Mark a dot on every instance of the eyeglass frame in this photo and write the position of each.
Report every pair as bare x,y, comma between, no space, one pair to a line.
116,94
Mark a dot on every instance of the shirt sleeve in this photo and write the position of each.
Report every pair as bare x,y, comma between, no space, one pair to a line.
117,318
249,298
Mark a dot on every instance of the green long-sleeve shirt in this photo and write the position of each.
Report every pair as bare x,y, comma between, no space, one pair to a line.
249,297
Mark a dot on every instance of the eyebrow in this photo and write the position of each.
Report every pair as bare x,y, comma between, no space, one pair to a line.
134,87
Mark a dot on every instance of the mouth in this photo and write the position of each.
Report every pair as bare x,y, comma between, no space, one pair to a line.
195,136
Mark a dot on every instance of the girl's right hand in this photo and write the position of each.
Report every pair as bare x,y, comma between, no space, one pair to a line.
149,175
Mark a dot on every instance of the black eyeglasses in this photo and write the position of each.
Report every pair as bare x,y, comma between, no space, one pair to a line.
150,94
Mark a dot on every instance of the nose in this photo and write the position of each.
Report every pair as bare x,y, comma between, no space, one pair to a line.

——

▶ [Work to complete]: Update the records by replacing "Mark a dot" with "Place a point" wherever it appears, and leave every other word unchanged.

▶ [Answer to this exercise]:
Place a point on every instance of the eyeglass frame in this photo and write the position of each.
Report every pair as bare x,y, comma between, no space, one pair to a line.
116,94
Place a point on every instance of the shirt sleeve in this photo and write the position of each.
Report every pair as bare x,y, comma between, no space, one pair to a line.
117,318
249,298
Place a point on every instance of the green long-sleeve shirt in this photo and write the position of each.
Report every pair as bare x,y, comma between, no space, one pair to a line.
249,297
Place a point on every instance of the eyebrow in this photo and write the position of each.
Report every pair as bare x,y, comma between, no space, one pair to a line.
134,87
Place a point on every instance of the mouth in this photo and write the position of each.
Report every pair as bare x,y, comma between, no space, one pair to a line.
195,136
Place a point on every instance of the girl's right hand in this photo and write the position of each.
Report every pair as bare x,y, comma between, no space, one pair to a line.
149,175
Place a point on every instance of the black eyeglasses in this photo and write the position of each.
Report every pair as bare x,y, comma between, no space, one pair to a line.
150,94
Place a point on every instance of the nose in this photo and write the position of each.
Report every pair as bare x,y, comma between, no space, one pair to a line.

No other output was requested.